— Begin PAGE EXTRACT —

Implementation Techniques for Multimedia Storage Servers and Networking
(Spring 1999)
Tzi-cker Chiueh
Group members
Susanne Cech |
9560316 |
Michael Kropfberger |
9555885 |
Johannes Kosche |
9560368 |
Hannes Tschofenig |
9460247 |
Table of Contents
Project Goal
Introduction
Design Decisions
Implementation Details
Performance Analysis
Project Goal
Implementation of a user-level real-time network storage server with the
following specifications:
-
Clients make request through BSD-style sockets.
-
Each request is of the form "get file_name file_offset required rate".
-
The server implements a cyclic scheduling.
Introduction
The main idea of a real-time network storage server is to deliver files
at a specified rate to a number of clients. Traditionally, a client-server
architecture is used.
Our server consists of several parts, such as a disk storage subsystem
and a control unit, which is responsible for the admission control and
the scheduling of the request. The admission control module decides
if the server can satisfy a new request for the entire connection.
Cyclic scheduling means that within one cycle the required media blocks
of all streams are retrieved from disk and sent to the clients.
Constraints of a user-level real-time network storage server:
-
We can not guarantee exact retrieval times from the disk subsystem, because
we are not able to influence data placement on disk, seek times, disk scheduling,
etc.
-
A non real time operating system (like Linux or Windows NT) can not guarantee
an accurate runtime for a user level program. This is primarily due to
interrupt handling and process scheduling.
-
A regular Ethernet uses CSMA/CD for its arbitration process. This basically
means that we can only offer a best effort strategy instead of a
QoS based approach. This is a limitation for the usage of our network storage
server as far as end to end delivery guarantees are concerned. On the other
hand most of the computer user today do not have a QoS network infrastructure.

— End PAGE EXTRACT —

**PROMPT 1:** In the entries below, put the lines between the one holding "Can you spot the man's" and the one holding "[[589, 569], [356, 568], [360, 414]]", inclusive, into a numbered list, leaving out any blank lines.

— Begin RECORDS SHOWN —

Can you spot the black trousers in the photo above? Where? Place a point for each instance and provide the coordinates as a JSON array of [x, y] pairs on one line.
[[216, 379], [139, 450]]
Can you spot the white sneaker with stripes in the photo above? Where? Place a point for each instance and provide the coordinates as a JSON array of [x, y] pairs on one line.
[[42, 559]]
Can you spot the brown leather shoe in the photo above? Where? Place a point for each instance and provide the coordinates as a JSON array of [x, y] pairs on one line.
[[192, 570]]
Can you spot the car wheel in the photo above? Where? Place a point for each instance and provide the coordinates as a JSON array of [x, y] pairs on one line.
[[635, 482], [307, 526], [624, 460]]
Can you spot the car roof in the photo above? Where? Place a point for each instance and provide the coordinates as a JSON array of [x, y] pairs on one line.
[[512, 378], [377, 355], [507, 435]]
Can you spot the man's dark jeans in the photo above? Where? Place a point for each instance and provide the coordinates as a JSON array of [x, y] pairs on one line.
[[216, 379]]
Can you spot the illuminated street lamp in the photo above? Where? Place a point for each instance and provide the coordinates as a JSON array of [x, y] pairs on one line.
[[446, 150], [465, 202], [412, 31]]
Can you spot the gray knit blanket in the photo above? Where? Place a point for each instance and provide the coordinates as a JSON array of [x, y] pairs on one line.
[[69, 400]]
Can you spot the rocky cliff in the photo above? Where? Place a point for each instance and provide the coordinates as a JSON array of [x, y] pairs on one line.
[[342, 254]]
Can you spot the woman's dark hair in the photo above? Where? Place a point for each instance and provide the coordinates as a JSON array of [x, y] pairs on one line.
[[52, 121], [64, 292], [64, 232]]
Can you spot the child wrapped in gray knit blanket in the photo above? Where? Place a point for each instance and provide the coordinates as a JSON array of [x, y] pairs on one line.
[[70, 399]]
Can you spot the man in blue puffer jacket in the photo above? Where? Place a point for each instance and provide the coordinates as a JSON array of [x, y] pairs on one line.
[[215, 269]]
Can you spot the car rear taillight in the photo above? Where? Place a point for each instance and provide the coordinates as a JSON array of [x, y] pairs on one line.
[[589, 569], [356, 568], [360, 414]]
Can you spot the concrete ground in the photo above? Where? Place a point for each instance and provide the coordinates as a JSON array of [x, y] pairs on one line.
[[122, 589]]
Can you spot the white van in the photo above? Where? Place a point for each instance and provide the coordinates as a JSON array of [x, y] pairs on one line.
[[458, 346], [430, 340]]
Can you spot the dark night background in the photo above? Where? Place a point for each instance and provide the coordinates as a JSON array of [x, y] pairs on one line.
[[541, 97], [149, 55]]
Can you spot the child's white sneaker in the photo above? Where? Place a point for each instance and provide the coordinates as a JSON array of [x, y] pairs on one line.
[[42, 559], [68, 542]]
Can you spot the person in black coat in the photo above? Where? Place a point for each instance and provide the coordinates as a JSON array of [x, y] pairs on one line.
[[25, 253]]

— End RECORDS SHOWN —
— Begin RECORDS SHOWN —

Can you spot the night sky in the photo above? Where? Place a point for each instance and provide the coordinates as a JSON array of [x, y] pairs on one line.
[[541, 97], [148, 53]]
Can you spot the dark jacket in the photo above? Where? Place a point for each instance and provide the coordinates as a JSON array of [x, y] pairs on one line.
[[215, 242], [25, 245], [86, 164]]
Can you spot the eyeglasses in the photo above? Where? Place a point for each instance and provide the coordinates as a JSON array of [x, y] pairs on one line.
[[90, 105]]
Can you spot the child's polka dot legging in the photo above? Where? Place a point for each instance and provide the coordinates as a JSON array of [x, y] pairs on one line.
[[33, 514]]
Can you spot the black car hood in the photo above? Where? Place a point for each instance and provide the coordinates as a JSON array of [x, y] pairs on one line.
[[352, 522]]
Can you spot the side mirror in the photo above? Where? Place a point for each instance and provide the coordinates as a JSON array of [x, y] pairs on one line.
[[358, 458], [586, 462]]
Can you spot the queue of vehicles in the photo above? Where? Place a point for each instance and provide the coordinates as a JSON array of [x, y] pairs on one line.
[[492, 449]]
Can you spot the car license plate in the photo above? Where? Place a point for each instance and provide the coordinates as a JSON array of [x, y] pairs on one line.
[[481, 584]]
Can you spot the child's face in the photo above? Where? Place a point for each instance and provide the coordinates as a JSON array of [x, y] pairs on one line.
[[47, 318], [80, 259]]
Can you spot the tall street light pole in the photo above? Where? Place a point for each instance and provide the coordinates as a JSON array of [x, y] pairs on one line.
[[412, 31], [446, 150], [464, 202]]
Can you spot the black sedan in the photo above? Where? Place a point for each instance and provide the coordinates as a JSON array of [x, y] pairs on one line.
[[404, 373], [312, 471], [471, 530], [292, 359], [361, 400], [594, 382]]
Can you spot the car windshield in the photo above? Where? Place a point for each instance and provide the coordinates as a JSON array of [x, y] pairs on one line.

— End RECORDS SHOWN —
— Begin RECORDS SHOWN —

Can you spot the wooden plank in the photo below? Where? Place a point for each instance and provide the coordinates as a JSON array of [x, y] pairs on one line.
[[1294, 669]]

— End RECORDS SHOWN —

**PROMPT 2:** Say whether each statement agrees with the storage server project page, answering yes or no and quoting the deciding words: (a) Clients send their requests through BSD-style sockets. (b) Over a regular Ethernet, the server offers a QoS based approach. (c) The admission control is handled by the disk storage subsystem.

**EXPECTED OUTPUT 1:**
1. Can you spot the man's dark jeans in the photo above? Where? Place a point for each instance and provide the coordinates as a JSON array of [x, y] pairs on one line.
2. [[216, 379]]
3. Can you spot the illuminated street lamp in the photo above? Where? Place a point for each instance and provide the coordinates as a JSON array of [x, y] pairs on one line.
4. [[446, 150], [465, 202], [412, 31]]
5. Can you spot the gray knit blanket in the photo above? Where? Place a point for each instance and provide the coordinates as a JSON array of [x, y] pairs on one line.
6. [[69, 400]]
7. Can you spot the rocky cliff in the photo above? Where? Place a point for each instance and provide the coordinates as a JSON array of [x, y] pairs on one line.
8. [[342, 254]]
9. Can you spot the woman's dark hair in the photo above? Where? Place a point for each instance and provide the coordinates as a JSON array of [x, y] pairs on one line.
10. [[52, 121], [64, 292], [64, 232]]
11. Can you spot the child wrapped in gray knit blanket in the photo above? Where? Place a point for each instance and provide the coordinates as a JSON array of [x, y] pairs on one line.
12. [[70, 399]]
13. Can you spot the man in blue puffer jacket in the photo above? Where? Place a point for each instance and provide the coordinates as a JSON array of [x, y] pairs on one line.
14. [[215, 269]]
15. Can you spot the car rear taillight in the photo above? Where? Place a point for each instance and provide the coordinates as a JSON array of [x, y] pairs on one line.
16. [[589, 569], [356, 568], [360, 414]]

**EXPECTED OUTPUT 2:**
(a) Yes: "Clients make request through BSD-style sockets."
(b) No: "we can only offer a best effort strategy instead of a QoS based approach."
(c) No: "a control unit, which is responsible for the admission control and the scheduling of the request."